Study questions:
(1) Using the text on the 1966 World Sportscar Championship, decide whether each statement agrees with it: (a) the season was run over thirteen races; (b) Barème III applied at every race; (c) in S2, only the best 4 results counted. For each, answer yes or no and quote the words of the text that settle it.
(2) List every engine capacity division named in the text on the 1966 World Sportscar Championship, each with its capacity limit.
(3) Rewrite everything in the text on the 1966 World Sportscar Championship from "The 1966 World" down to "S3 (Over 2000cc).", changing "thirteen" to "13".

Extracted text:

Seasons
- ← 19651967 →

= 1966 World Sportscar Championship =

Racing tournament

The 1966 World Sportscar Championship season was the 14th season of the FIA "World Sportscar Championship" motor racing. It featured the 1966 International Manufacturers' Championship and the 1966 International Sports Car Championship, which were contested between 5 February 1966 and September 11, 1966, over a total of thirteen races. The International Manufacturers' Championship was open to Group 6 Sports-Prototypes (letter P on the cars) and was contested in two engine capacity divisions, P1 (Up to 2000cc) and P2 (Over 2000cc). The International Sports Car Championship was open to Group 4 Sports Cars (letter S on the cars) and was contested in three engine capacity divisions, S1 (Up to 1300cc), S2 (1301 to 2000cc) and S3 (Over 2000cc).

==Schedule==
The 13 championship races each counted towards one or more of the five divisions.

Both championships scored points to the top six competitors in each class, under four different tables or Barème'. Barème I corresponded with the old order of 9-6-4-3-2-1. Barème II was in the order 10-7-5-4-3-2. Barème III, valid only for Le Mans, was in the order 12-9-7-5-4-3. Barème 0, valid only for the Grosser Bergpreis der Schweiz, was half of Barème I: 4.5-3-2-1.5-1-0.5. Constructors were only awarded points for their highest finishing car. Other finishers from the same manufacturer were merely skipped in the points count.

Only the best 4 results counted towards the championship (5 in S3, 6 in S2). Points earned but not counted towards the championship total are listed in (brackets).

Data records:
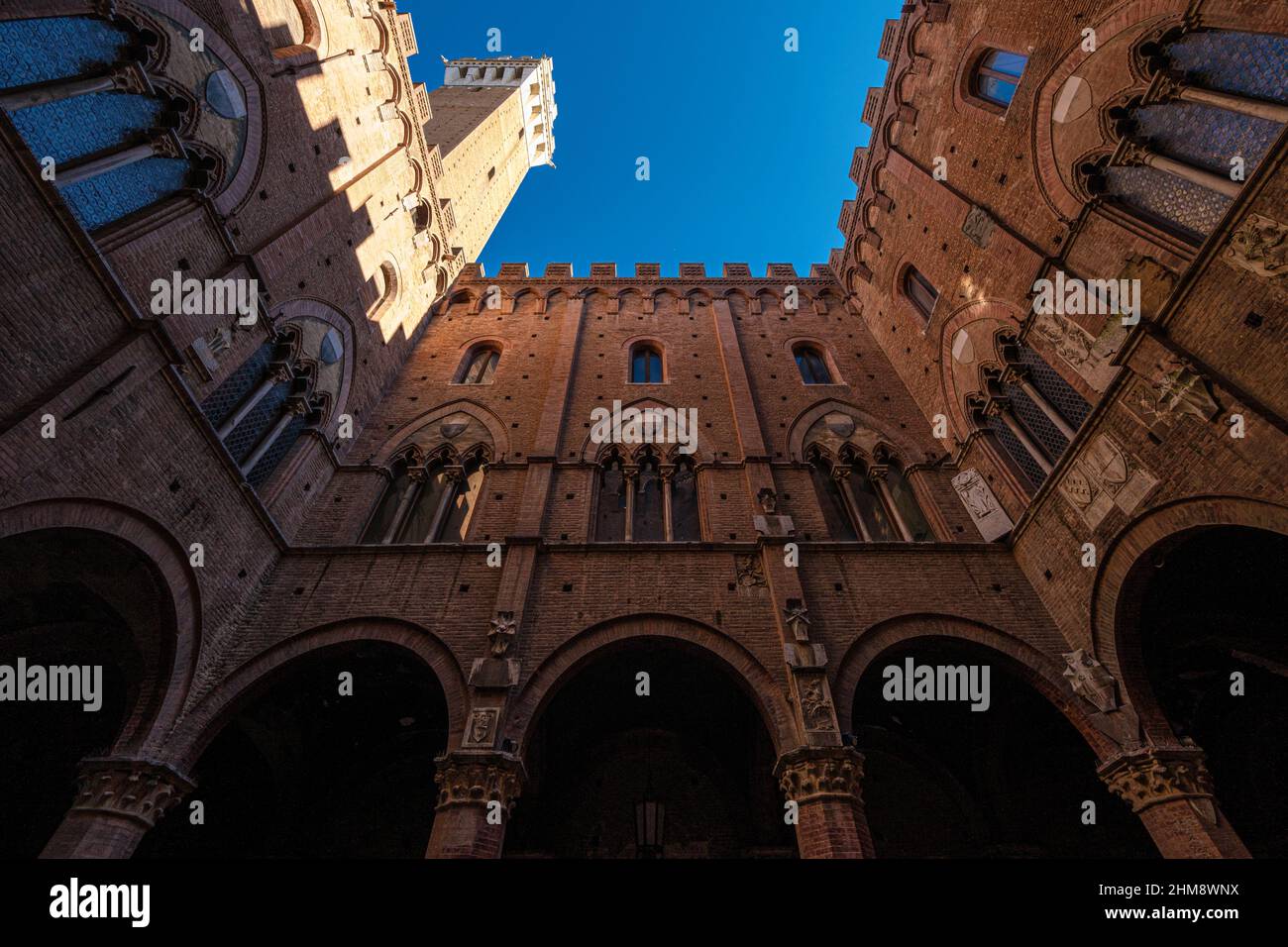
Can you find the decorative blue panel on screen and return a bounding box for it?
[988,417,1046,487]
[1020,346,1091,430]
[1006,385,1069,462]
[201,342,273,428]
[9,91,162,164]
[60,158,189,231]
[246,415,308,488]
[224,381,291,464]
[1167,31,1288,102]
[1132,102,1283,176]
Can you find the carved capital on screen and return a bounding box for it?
* * *
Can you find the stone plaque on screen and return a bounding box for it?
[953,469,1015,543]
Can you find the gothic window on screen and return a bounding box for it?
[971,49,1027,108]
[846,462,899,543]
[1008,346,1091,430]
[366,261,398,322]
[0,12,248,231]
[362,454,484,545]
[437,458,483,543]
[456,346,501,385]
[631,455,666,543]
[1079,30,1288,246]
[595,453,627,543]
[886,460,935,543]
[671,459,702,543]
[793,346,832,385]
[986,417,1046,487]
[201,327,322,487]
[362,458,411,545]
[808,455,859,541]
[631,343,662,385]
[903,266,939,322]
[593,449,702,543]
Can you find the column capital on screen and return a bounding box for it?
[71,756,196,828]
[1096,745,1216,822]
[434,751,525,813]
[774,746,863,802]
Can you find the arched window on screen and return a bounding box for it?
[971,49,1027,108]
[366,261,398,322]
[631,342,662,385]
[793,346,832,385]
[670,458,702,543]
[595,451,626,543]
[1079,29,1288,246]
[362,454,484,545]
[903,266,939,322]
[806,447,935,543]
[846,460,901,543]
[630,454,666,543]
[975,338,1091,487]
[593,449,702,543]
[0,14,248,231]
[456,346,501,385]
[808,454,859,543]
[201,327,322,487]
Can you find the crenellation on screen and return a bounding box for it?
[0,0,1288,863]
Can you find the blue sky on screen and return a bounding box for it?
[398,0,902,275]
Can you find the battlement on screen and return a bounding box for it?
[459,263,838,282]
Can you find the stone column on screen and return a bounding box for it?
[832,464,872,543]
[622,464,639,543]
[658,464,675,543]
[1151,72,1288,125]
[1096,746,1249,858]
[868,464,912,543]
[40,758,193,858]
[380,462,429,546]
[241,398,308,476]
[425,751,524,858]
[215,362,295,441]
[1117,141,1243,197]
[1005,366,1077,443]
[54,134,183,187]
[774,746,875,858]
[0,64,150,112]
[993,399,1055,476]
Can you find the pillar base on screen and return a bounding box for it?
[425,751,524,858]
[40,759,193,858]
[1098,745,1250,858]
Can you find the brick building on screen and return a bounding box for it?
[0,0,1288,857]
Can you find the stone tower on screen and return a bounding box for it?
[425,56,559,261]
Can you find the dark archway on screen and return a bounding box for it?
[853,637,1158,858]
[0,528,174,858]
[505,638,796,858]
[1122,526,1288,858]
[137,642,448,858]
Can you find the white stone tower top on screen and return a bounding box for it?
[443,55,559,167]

Task-by-task outputs:
(1)
(a) Yes: "over a total of thirteen races"
(b) No: "Barème III, valid only for Le Mans"
(c) No: "Only the best 4 results counted towards the championship (5 in S3, 6 in S2)"

(2)
P1 (Up to 2000cc)
P2 (Over 2000cc)
S1 (Up to 1300cc)
S2 (1301 to 2000cc)
S3 (Over 2000cc)

(3)
The 1966 World Sportscar Championship season was the 14th season of the FIA "World Sportscar Championship" motor racing. It featured the 1966 International Manufacturers' Championship and the 1966 International Sports Car Championship, which were contested between 5 February 1966 and September 11, 1966, over a total of 13 races. The International Manufacturers' Championship was open to Group 6 Sports-Prototypes (letter P on the cars) and was contested in two engine capacity divisions, P1 (Up to 2000cc) and P2 (Over 2000cc). The International Sports Car Championship was open to Group 4 Sports Cars (letter S on the cars) and was contested in three engine capacity divisions, S1 (Up to 1300cc), S2 (1301 to 2000cc) and S3 (Over 2000cc).